Begin Record extracts

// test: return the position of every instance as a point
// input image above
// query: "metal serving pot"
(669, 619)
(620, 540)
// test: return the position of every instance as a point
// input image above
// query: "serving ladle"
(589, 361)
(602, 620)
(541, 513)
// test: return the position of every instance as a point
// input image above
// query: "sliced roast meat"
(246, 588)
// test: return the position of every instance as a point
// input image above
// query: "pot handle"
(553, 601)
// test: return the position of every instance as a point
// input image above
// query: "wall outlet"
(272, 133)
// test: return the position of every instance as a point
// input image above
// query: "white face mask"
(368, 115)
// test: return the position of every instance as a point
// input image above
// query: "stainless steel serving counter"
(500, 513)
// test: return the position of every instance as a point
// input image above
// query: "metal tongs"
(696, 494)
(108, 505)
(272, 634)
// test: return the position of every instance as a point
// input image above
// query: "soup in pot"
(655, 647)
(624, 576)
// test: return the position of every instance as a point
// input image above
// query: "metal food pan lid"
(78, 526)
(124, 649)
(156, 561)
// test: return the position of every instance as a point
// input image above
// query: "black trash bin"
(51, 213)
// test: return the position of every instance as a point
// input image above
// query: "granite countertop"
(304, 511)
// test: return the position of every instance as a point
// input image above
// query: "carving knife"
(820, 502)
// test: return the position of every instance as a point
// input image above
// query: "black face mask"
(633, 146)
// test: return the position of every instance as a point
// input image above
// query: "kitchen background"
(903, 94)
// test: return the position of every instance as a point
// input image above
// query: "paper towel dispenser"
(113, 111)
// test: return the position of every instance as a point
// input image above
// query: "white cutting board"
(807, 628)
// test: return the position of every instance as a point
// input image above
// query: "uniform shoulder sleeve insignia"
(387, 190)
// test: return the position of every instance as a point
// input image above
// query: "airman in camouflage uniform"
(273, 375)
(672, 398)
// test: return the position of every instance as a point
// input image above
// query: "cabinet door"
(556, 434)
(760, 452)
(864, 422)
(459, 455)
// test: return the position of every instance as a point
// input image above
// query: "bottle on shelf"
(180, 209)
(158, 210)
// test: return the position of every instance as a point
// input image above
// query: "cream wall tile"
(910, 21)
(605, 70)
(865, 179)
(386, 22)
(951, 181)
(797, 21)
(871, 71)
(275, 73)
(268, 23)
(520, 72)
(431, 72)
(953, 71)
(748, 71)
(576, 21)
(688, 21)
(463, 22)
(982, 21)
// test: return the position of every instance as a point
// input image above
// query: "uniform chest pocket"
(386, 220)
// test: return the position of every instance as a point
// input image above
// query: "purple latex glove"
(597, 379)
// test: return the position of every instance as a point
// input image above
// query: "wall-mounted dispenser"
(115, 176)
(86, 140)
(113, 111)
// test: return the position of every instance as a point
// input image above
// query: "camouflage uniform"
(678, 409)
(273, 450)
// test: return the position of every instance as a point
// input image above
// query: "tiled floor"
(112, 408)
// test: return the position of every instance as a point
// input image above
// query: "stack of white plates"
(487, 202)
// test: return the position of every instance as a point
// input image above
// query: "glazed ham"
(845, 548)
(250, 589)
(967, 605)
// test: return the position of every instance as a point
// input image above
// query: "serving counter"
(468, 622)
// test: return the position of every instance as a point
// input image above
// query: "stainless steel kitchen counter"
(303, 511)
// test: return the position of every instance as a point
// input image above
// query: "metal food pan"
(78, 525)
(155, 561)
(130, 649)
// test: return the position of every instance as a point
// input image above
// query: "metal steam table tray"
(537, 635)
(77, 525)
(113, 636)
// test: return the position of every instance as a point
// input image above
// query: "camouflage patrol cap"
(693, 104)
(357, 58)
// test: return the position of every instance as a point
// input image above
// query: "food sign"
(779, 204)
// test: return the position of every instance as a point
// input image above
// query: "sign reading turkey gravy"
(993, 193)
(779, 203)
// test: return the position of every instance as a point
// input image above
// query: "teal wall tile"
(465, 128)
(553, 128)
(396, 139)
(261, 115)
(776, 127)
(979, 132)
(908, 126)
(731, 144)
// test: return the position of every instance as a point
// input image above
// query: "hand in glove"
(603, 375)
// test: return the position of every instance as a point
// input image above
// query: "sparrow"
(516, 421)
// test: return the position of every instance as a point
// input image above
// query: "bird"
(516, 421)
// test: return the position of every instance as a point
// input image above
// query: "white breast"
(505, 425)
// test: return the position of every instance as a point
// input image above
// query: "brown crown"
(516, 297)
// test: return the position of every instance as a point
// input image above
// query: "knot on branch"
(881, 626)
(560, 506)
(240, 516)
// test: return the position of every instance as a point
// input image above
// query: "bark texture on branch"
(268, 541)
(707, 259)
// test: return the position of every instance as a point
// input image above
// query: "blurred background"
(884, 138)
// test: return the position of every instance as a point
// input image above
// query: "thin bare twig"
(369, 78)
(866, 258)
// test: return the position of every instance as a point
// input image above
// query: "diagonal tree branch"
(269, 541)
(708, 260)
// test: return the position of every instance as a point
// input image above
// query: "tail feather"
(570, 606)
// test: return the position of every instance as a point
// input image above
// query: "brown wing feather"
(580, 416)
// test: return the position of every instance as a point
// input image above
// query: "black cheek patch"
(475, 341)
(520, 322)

End Record extracts

What needs to be done
Reproduce the material in full, with no word added or dropped.

Exercise answer
// test: return the position of every instance as a point
// input image above
// query: "metal serving pot"
(669, 619)
(620, 540)
// test: return the position of every instance as a point
// input image above
// query: "serving ladle"
(589, 361)
(602, 620)
(541, 513)
// test: return the position of every instance as a point
// input image above
// query: "sliced roast meat"
(246, 588)
// test: return the position of every instance as a point
// input image above
// query: "pot handle"
(553, 601)
// test: return the position of every instance as a point
// input image above
// query: "wall outlet"
(272, 133)
// test: return the position of every instance as a point
// input image above
// query: "white face mask"
(368, 115)
// test: return the position of every instance as a point
// input image above
// query: "stainless steel serving counter"
(500, 513)
// test: return the position of every instance as a point
// input image above
// query: "metal tongs"
(696, 494)
(108, 505)
(272, 634)
// test: return the position of every instance as a point
// input image above
// query: "soup in pot"
(655, 647)
(624, 576)
// test: return the position of every instance as a point
// input image above
// query: "metal food pan lid"
(78, 526)
(124, 649)
(156, 561)
// test: return the position of every instance as a point
// input image above
// query: "black trash bin"
(51, 213)
// test: return the position of every instance as a point
// input image above
// query: "granite countertop"
(304, 511)
// test: return the position of every instance as a point
// input image above
// query: "carving knife"
(820, 502)
// test: return the position of every instance as a point
// input image above
// query: "black face mask"
(633, 146)
// test: return the position of every instance as a point
// input image above
// query: "kitchen background"
(903, 94)
// test: return the position of every instance as a point
// input image above
// query: "paper towel dispenser"
(113, 111)
// test: return the position of every instance as a point
// input image above
// query: "white cutting board"
(807, 628)
// test: return the position of every instance as a point
// input image above
// query: "uniform shoulder sleeve insignia"
(387, 190)
// test: return the position of every instance as a point
// input image above
// query: "airman in camouflage uniform"
(273, 375)
(672, 398)
// test: return the position of every instance as a point
// input image above
// query: "cabinet door"
(556, 434)
(760, 452)
(864, 422)
(459, 455)
// test: return the position of every instance as a point
// input image above
// query: "bottle on shelf"
(180, 209)
(158, 210)
// test: return the position of every instance as a point
// input image above
// query: "cream wall tile"
(910, 21)
(605, 70)
(865, 179)
(386, 22)
(951, 181)
(797, 21)
(871, 71)
(275, 73)
(268, 23)
(520, 72)
(431, 72)
(953, 71)
(748, 71)
(576, 21)
(688, 21)
(463, 22)
(982, 21)
// test: return the position of every instance as a point
// input image above
// query: "uniform chest pocket"
(386, 220)
// test: return the position of every instance as a point
// input image above
// query: "purple latex glove"
(597, 379)
// test: return the position of every instance as a point
// input image above
// query: "wall-mounted dispenser"
(115, 176)
(86, 140)
(113, 111)
// test: return the position of every instance as a point
// input image above
// query: "camouflage uniform"
(678, 409)
(273, 450)
// test: return the position of every instance as a point
// input image above
// query: "tiled floor"
(112, 408)
// test: return the position of every instance as a point
// input image above
// query: "stack of white plates"
(487, 202)
// test: return the position of every instance as a point
// input image above
// query: "glazed ham"
(845, 548)
(250, 589)
(967, 605)
// test: return the position of every instance as a point
// input image above
// query: "serving counter"
(468, 622)
// test: return the position of every instance as a point
// input image above
// query: "stainless steel kitchen counter"
(303, 511)
// test: return the position of every instance as a point
// input image above
// query: "metal food pan"
(78, 525)
(155, 561)
(130, 649)
// test: return the position of every instance as a point
// input image above
// query: "metal steam table tray"
(537, 635)
(77, 525)
(113, 636)
// test: return the position of every instance as a point
// input image above
// query: "camouflage patrol cap"
(693, 104)
(357, 58)
// test: return the position of every instance as a point
// input image above
// query: "food sign"
(779, 204)
// test: return the position of every instance as a point
// input image above
// query: "sign reading turkey gravy"
(993, 193)
(779, 203)
// test: return the position of every instance as a point
// input image above
// query: "teal wall tile"
(465, 128)
(553, 128)
(396, 139)
(261, 115)
(776, 127)
(979, 132)
(908, 126)
(731, 144)
// test: return the position of every instance as a point
// input image above
// query: "hand in glove"
(603, 375)
// test: return the position of every instance as a point
// input image above
// query: "sparrow"
(516, 421)
// test: return the position of every instance as a point
// input image above
// query: "bird"
(516, 421)
// test: return the position of every instance as a point
// input image above
// query: "white breast"
(505, 425)
// test: return the position of every instance as a point
// input image above
// query: "brown crown"
(516, 297)
// test: return the position of every instance as a point
// input image above
// query: "knot on branch"
(881, 626)
(560, 506)
(240, 516)
// test: return the position of every instance as a point
// input image above
// query: "bark texture on branch"
(268, 541)
(707, 259)
// test: return the position of every instance as a point
// input image above
// query: "blurred background"
(884, 138)
// test: return the position of every instance as a point
// input image above
// query: "thin bare twig"
(369, 78)
(866, 258)
// test: return the position of every instance as a point
// input image above
// query: "diagonal tree branch"
(269, 541)
(708, 260)
// test: return the position of every instance as a point
// input image above
// query: "tail feather"
(570, 606)
// test: return the position of every instance as a point
// input image above
// query: "brown wing feather"
(580, 416)
// test: return the position of every instance as a point
// input image above
// query: "black cheek patch"
(475, 341)
(520, 322)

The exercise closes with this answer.